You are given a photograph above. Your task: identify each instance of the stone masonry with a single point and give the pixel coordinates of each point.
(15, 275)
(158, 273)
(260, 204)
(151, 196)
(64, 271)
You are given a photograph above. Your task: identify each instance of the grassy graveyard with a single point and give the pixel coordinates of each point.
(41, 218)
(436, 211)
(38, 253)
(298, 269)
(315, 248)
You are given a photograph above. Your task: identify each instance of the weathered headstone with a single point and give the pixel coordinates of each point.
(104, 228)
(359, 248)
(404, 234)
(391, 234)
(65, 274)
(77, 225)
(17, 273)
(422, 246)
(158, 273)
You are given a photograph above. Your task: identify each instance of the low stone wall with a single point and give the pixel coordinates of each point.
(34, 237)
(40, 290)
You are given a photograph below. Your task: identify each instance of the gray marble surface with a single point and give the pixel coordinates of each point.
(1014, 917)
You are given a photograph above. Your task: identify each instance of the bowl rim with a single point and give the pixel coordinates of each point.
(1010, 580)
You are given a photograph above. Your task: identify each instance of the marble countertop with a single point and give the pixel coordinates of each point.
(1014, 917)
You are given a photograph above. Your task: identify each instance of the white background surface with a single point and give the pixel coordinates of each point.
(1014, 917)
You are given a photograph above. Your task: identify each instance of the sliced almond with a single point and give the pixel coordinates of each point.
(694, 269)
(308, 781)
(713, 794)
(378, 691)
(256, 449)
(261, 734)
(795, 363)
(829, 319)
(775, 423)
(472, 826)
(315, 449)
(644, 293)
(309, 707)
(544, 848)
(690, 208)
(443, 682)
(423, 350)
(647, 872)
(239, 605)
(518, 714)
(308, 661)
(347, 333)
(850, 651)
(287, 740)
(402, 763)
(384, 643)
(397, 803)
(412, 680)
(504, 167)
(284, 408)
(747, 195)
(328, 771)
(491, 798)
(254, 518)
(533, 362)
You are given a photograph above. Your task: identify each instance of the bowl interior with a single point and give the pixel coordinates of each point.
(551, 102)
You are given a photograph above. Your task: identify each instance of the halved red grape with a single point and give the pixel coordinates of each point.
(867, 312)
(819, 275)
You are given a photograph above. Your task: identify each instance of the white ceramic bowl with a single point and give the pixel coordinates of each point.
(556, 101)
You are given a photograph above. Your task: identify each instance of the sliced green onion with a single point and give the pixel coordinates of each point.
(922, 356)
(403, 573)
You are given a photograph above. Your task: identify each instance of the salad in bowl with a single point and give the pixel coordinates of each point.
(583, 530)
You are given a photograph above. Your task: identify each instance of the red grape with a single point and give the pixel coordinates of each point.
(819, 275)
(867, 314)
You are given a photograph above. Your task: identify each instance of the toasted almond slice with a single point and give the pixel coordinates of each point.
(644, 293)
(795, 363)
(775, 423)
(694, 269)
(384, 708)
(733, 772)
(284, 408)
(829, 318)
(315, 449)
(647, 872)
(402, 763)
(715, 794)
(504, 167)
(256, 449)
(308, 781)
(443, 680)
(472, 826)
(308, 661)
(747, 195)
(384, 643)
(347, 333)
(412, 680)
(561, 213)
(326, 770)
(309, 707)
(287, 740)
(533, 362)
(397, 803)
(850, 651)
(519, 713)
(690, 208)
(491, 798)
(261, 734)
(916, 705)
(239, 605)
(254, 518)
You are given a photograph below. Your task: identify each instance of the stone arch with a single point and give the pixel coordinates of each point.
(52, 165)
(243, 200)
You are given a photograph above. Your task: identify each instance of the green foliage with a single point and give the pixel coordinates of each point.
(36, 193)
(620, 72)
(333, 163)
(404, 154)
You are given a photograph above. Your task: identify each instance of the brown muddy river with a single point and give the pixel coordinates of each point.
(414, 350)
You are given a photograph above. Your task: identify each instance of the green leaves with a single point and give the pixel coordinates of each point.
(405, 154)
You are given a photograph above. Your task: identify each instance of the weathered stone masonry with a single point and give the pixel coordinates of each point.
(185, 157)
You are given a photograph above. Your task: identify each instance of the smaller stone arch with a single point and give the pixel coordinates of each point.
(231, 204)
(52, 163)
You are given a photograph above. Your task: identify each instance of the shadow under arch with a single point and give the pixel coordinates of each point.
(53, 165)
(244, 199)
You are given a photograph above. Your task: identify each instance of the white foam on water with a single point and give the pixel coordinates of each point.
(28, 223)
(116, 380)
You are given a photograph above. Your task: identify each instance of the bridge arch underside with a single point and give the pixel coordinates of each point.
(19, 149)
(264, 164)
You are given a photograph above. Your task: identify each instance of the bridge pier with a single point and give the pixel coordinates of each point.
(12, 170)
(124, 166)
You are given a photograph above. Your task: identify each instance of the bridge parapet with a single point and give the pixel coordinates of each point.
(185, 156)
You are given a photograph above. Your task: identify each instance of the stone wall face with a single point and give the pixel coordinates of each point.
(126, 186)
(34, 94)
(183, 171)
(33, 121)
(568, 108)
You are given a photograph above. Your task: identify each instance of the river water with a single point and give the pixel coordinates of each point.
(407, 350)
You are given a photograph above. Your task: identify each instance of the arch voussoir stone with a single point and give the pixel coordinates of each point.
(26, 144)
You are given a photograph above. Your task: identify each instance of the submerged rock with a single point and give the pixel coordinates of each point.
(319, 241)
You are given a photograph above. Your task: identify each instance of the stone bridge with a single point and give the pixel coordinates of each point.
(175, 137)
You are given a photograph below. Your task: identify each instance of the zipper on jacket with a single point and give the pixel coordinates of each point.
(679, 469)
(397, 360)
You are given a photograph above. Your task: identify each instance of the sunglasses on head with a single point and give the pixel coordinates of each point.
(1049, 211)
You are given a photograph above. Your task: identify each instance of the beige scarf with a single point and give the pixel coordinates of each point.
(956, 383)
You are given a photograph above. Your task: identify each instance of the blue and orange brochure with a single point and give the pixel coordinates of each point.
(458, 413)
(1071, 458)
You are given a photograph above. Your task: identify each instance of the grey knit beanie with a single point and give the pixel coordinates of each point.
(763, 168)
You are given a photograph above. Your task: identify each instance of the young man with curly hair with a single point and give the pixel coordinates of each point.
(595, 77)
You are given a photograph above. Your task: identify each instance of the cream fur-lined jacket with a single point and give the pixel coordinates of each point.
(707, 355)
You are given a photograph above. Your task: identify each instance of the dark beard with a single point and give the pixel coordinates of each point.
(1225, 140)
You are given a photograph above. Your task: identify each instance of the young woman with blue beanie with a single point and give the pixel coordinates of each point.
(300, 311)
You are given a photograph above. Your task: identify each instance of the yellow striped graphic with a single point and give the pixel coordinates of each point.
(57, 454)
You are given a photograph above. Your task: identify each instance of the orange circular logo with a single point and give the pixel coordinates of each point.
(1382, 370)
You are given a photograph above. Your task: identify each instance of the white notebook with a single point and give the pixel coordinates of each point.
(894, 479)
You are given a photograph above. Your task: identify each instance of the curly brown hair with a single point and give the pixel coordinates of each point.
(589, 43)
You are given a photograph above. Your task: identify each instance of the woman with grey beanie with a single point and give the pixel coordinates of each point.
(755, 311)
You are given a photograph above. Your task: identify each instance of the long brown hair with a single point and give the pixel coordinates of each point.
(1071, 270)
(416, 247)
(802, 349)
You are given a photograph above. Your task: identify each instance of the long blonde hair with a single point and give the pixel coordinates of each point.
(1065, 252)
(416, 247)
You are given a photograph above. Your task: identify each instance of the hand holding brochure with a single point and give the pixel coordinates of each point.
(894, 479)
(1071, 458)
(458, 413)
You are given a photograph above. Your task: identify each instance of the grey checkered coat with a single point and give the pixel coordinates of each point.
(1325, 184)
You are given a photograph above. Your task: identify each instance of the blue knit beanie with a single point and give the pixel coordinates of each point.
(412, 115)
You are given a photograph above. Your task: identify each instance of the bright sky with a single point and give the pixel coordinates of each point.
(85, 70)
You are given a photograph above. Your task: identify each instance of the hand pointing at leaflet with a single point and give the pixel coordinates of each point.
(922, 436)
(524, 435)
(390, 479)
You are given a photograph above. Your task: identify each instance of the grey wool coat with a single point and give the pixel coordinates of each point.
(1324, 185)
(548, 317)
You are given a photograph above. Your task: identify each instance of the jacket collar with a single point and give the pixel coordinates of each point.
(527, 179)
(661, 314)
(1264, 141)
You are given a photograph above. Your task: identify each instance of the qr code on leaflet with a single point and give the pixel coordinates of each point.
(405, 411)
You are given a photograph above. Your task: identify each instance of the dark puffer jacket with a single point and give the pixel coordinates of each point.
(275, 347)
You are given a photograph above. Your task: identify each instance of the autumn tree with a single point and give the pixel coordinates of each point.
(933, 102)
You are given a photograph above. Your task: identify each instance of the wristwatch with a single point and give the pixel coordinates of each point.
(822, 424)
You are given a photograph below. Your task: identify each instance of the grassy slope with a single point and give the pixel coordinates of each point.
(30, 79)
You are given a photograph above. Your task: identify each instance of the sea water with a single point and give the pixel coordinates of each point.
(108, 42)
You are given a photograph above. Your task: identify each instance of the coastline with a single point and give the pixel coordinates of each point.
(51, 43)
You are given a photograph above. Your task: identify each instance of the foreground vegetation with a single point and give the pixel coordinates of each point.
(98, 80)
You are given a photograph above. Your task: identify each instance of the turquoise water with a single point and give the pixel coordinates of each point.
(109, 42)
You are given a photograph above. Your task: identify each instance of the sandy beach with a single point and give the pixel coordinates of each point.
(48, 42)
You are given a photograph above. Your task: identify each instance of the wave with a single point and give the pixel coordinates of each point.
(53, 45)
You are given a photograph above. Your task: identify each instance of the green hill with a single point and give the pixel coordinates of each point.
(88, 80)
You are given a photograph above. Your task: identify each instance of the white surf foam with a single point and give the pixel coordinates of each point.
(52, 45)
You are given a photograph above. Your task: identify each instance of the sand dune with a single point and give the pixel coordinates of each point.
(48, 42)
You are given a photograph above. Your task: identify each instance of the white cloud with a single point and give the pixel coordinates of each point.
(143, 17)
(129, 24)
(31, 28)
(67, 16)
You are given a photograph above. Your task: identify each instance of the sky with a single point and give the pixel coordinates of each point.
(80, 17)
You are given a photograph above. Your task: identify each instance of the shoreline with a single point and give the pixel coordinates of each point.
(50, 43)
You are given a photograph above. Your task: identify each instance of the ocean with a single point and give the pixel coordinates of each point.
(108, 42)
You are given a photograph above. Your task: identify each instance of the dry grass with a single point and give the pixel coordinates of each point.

====

Set down the lines above exactly as written. Begin at the line containing "of the coastline" and stop after the last line.

You are given a photograph above. Your task: identify each instance of the coastline with a single point and give the pixel coordinates of each point.
(51, 43)
You are given a photograph above. Your task: identify each instance of the foreground vegetation with a single point and give the pixel coordinates of each point.
(98, 80)
You are given a photograph above. Your task: identify each instance of the turquoise water with a single point and give the pixel coordinates of each point.
(109, 42)
You are given a photograph above. Your task: identify each instance of the sandy beach with a single point and give the pixel coordinates of each point.
(48, 42)
You are given a photograph above. Your task: identify each instance of the wave with a single point and give the pixel coordinates of each point.
(53, 45)
You are given a photograph above. Your task: identify each instance of the green hill with a single point and give the pixel coordinates of each point.
(88, 80)
You are given a photograph above. Your task: identify each instance of the white surf foam with a single point and give the pixel coordinates of each point.
(52, 45)
You are given a photograph above. Your task: identify each instance of the sand dune with a single point and give the pixel coordinates of each point.
(48, 42)
You are given a photograph above. Your task: identify each instance of the white cloud with a single point and give the pixel coordinates of each point.
(143, 17)
(129, 24)
(31, 28)
(67, 16)
You are given a photograph above. Your task: identify each instance of the sky with a single point and give the pixel coordinates of each point.
(80, 17)
You are given a photograph above. Your task: identify each instance of the shoreline with a single point and give the pixel coordinates of each point.
(50, 43)
You are given a photograph above. Your task: identify each instance of the ocean with a single point and give the pixel coordinates of each point.
(108, 42)
You are given a photograph above. Your task: identify each instance of the dry grass with a single point and give the pixel coordinates of each point.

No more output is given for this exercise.